- SET PROBLEM -
Copy out everything from the line containing "Please determine whether the tree" down to the end of the rows, both included, character for character.

- INPUT FOR THIS TASK -

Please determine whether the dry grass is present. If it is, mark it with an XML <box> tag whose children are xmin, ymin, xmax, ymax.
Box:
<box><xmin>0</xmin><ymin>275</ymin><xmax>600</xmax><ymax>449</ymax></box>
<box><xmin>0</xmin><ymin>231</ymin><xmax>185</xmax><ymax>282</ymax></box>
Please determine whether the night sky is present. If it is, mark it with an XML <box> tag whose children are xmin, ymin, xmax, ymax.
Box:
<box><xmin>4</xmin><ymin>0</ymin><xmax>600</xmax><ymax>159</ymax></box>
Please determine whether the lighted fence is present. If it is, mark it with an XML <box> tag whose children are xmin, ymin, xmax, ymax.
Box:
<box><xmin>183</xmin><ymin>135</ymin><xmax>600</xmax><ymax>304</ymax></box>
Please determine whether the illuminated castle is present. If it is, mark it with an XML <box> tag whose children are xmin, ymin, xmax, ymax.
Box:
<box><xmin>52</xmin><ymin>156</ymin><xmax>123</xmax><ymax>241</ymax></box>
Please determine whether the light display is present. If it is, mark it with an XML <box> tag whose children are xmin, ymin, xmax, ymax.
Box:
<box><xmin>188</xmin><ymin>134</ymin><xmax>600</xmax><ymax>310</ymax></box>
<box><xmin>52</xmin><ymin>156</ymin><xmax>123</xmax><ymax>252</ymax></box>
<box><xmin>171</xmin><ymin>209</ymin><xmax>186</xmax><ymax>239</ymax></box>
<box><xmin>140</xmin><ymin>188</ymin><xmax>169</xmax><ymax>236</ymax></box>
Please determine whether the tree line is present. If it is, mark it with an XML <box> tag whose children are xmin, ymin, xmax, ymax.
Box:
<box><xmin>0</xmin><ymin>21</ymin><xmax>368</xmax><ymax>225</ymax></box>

- ANSWER FOR THE TASK -
Please determine whether the tree line is present. If it is, mark it with an XML <box> tag whose children are xmin, ymin, xmax, ymax.
Box:
<box><xmin>0</xmin><ymin>21</ymin><xmax>368</xmax><ymax>225</ymax></box>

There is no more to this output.